Task directions:
Among the entries that follow, count the lines with the word "hind" and report the number by itself.

[Stored entries]
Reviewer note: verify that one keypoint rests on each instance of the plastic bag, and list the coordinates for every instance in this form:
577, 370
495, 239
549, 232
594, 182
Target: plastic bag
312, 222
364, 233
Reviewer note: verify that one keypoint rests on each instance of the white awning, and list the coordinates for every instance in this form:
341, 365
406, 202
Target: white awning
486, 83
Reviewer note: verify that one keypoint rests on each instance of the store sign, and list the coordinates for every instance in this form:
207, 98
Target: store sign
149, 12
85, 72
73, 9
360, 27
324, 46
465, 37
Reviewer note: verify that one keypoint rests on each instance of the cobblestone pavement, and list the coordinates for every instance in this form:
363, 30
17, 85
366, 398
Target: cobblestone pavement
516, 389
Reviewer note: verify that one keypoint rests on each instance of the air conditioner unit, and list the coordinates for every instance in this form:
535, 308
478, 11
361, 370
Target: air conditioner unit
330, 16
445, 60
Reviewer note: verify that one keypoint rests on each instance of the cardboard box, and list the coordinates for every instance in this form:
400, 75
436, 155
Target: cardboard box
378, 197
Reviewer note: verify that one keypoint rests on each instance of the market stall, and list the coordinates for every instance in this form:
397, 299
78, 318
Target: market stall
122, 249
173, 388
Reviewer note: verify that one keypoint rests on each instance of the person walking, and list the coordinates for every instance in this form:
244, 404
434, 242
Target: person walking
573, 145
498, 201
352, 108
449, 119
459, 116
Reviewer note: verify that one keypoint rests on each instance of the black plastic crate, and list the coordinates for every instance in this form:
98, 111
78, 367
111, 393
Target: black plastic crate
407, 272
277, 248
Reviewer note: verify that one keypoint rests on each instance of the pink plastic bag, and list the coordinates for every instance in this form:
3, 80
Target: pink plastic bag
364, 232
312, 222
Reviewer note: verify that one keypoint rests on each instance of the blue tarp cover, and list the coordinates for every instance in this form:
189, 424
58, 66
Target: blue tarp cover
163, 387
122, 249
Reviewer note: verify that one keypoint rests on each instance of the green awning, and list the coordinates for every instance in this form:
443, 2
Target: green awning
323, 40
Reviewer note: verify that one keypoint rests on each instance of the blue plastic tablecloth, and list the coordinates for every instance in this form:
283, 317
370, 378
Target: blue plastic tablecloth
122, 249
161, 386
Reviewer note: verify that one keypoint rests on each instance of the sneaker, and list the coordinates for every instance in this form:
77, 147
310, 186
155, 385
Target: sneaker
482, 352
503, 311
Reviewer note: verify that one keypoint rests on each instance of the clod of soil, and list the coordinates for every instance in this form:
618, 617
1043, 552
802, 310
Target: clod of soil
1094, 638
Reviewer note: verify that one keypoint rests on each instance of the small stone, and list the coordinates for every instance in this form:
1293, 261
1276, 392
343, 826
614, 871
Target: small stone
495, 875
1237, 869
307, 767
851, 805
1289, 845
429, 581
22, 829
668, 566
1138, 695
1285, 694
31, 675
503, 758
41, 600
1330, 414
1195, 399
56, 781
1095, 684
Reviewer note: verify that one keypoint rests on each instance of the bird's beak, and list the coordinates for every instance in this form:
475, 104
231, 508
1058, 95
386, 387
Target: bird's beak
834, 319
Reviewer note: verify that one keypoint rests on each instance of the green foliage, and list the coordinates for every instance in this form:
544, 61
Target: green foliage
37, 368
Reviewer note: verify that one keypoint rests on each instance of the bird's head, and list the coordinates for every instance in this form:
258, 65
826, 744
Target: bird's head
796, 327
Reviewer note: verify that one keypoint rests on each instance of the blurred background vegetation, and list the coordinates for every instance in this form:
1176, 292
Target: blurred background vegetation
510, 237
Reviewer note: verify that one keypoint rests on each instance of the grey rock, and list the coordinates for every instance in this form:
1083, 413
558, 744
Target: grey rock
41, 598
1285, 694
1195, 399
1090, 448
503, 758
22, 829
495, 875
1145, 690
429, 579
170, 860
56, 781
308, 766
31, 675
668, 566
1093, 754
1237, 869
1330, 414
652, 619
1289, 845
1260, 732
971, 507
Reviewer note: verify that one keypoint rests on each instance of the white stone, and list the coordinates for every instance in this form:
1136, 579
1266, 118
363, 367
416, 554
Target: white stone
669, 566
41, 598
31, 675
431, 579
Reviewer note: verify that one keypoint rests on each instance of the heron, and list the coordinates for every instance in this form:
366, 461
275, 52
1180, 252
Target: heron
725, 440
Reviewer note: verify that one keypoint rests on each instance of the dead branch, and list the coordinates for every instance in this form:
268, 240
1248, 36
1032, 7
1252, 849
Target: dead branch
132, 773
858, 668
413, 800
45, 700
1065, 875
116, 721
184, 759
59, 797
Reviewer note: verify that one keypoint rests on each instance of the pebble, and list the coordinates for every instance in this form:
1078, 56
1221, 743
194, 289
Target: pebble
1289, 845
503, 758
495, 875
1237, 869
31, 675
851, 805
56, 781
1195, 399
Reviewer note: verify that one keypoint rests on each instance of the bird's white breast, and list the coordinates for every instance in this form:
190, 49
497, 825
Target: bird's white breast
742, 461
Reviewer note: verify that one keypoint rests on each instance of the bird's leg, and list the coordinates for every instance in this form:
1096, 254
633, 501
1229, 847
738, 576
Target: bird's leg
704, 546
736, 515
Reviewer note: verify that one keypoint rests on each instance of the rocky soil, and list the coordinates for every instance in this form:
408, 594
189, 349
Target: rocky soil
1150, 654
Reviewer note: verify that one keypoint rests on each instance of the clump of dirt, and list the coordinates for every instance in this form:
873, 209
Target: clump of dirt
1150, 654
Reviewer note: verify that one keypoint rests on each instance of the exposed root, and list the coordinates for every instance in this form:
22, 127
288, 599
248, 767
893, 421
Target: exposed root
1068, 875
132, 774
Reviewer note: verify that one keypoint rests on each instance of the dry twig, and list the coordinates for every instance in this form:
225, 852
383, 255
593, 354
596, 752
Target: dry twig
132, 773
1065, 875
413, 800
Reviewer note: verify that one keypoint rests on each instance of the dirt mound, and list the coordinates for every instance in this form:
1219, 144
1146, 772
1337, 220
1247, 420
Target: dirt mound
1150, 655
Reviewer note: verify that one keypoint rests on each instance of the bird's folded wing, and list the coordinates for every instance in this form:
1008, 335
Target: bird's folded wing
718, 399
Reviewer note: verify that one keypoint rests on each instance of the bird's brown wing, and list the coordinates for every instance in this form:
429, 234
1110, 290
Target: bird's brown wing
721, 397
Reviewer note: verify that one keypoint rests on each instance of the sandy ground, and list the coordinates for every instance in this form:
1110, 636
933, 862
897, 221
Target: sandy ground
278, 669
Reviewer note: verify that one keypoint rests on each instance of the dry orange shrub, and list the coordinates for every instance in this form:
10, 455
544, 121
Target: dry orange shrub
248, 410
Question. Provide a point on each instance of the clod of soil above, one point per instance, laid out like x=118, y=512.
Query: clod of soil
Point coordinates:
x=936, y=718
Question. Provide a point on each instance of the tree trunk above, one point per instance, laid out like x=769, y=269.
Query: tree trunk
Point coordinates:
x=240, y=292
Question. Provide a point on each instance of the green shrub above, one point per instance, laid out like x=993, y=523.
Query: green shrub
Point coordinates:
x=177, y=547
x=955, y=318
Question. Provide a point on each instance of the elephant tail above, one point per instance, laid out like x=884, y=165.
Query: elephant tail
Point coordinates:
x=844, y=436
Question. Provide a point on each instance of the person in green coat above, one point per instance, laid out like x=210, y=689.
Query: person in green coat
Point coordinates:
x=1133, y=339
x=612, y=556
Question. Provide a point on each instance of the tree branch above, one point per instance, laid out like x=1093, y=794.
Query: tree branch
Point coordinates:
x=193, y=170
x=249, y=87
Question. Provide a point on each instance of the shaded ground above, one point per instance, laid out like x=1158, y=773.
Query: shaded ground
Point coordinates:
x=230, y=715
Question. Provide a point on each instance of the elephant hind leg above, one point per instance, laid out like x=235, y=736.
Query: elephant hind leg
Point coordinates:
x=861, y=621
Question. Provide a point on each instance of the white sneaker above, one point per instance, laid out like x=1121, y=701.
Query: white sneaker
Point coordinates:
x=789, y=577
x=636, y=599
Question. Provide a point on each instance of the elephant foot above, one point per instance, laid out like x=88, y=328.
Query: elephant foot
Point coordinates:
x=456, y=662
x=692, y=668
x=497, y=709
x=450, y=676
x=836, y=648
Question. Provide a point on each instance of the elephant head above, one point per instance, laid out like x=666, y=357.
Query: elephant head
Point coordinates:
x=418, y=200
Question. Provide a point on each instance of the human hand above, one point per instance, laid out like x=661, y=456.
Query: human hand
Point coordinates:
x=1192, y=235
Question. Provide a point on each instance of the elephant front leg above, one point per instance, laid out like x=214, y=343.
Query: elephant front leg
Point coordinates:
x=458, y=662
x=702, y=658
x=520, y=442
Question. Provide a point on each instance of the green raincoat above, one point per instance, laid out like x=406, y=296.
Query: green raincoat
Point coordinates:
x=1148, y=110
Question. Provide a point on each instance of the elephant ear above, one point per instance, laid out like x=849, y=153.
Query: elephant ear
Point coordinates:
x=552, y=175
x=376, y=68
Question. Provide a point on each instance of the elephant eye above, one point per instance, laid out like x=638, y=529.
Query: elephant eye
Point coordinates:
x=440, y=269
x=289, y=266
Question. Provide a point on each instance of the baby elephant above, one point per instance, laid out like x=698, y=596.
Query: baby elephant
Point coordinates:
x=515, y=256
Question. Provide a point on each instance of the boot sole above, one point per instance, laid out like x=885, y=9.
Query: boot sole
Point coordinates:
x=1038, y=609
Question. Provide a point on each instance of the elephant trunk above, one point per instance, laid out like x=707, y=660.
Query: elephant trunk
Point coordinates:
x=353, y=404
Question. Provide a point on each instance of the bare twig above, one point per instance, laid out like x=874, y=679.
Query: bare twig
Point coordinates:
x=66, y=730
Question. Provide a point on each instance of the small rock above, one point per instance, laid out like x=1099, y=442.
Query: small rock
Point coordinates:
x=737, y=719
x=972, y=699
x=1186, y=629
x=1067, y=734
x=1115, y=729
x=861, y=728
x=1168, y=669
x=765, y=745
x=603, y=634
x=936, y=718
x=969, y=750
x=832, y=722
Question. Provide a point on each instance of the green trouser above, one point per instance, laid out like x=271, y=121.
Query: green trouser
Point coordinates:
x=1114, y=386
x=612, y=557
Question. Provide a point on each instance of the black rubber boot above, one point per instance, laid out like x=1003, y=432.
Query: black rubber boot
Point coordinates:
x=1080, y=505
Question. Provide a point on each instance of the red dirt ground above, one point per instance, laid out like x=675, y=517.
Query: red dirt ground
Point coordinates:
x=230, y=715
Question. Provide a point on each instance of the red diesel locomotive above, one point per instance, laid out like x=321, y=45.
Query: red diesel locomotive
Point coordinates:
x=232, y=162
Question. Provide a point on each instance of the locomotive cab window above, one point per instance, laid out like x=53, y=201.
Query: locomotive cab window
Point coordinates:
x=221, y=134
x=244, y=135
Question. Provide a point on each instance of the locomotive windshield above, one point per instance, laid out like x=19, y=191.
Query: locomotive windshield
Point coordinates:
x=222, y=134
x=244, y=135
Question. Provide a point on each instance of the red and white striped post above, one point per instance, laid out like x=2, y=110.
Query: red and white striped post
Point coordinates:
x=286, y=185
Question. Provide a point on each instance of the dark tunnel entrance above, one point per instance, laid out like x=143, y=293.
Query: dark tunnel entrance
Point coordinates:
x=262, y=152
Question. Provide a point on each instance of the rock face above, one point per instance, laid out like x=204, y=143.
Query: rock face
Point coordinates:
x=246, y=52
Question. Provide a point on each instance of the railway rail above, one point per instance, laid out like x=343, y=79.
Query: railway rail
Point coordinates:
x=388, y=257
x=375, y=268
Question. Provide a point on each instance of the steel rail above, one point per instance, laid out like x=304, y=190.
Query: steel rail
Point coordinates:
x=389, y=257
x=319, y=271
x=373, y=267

Result of the exercise:
2